_Excerpt_.
Queen Margaret University health scientist, Professor James Buchan, highlighted that experts have talked about investing in primary care for years. He added: “However, we are still running with a system that is still focused on secondary care.”

Professor Buchan and Nuffield Trust policy director, Candace Imison, highlighted that there was already a mismatch of skills in the current NHS workforce, with a majority of clinicians feeling both over- and undertrained for the roles they work in.

A radical re-think of how the NHS could provide the services required by patients is required, the pair emphasised. Investing in physician assistants and nurse practitioners in hospitals and care in the community provided by primary care clinicians, such as pharmacists and optometrists, is a more efficient approach than training more doctors, Professor Buchan and Ms Imison agreed.

Investment in the continued development and training of the workforce beyond doctors was similarly essential, Ms Imison told the committee.

She emphasised that: “We need to be thinking about how the whole team works.”

The Optical Confederation (OC), alongside a number of optical bodies, has made a submission to the House of Lords Committee.

AOP chief executive, Henrietta Alderman, told OT: "We hope that the work of the committee will recognise the way in which community-based health professionals like optometrists are part of the solution to relieving some of the acute financial pressure within the NHS."

"We believe that this can be achieved through well-designed community schemes, which have already been proven to reduce the burden on hospitals," she added.

Also highlighted in the session on Tuesday was the low morale of the current NHS workforce, and the many factors behind it. Long-term pay freezes, ongoing staff shortages, inflexible work hours, the looming Brexit, over-intrusive inspection regimes and a lack of certainty about the future of the workforce were all discussed.

Ms Imison warned that the cost of low morale, which she attributed to government austerity policies, “won’t be easy to repair.”

Unite union representative, Steve Watkins, likened current thinking to “stripping lead off the roof to make buckets to catch the rain.”

British Medical Association chief executive, Mark Porter, told the committee that the stresses on younger professionals, including the ongoing junior doctors’ contract dispute, have “completely alienated and demoralised the next generation of NHS leadership.”

Just as damaging were Brexit and recent government policies relating to immigration, Mr Porter emphasised.

“This has unsettled staff in the NHS. It says to these people – you are not valued or wanted,” he added.

_Extracted information_.
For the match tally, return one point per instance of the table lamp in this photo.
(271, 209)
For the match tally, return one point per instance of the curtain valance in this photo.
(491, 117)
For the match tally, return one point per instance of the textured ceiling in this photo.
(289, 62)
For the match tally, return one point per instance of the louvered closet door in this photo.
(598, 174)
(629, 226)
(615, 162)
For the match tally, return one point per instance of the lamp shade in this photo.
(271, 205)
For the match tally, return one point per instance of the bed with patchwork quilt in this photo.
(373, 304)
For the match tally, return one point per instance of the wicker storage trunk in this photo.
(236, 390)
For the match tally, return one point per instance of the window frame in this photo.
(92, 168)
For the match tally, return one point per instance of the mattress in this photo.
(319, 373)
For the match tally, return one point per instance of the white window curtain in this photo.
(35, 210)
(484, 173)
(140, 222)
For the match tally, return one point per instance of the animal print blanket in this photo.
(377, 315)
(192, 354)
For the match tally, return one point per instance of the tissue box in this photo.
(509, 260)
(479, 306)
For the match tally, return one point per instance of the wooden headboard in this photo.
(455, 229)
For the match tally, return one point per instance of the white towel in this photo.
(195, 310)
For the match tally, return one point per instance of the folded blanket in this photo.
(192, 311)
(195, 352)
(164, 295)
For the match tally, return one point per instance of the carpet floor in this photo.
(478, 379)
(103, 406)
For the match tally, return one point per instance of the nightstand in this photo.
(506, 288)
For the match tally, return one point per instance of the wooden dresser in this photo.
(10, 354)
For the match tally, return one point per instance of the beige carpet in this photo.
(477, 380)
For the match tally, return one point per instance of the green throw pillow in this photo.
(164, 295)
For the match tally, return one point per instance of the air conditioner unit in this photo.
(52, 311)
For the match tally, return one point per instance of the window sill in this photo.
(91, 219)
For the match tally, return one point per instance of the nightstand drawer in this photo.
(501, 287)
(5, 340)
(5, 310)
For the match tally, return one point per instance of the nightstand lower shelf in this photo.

_Exercise description_. In the excerpt about the NHS workforce, what did Unite union representative Steve Watkins compare current thinking to?

_Written reply_. Stripping lead off the roof to make buckets to catch the rain.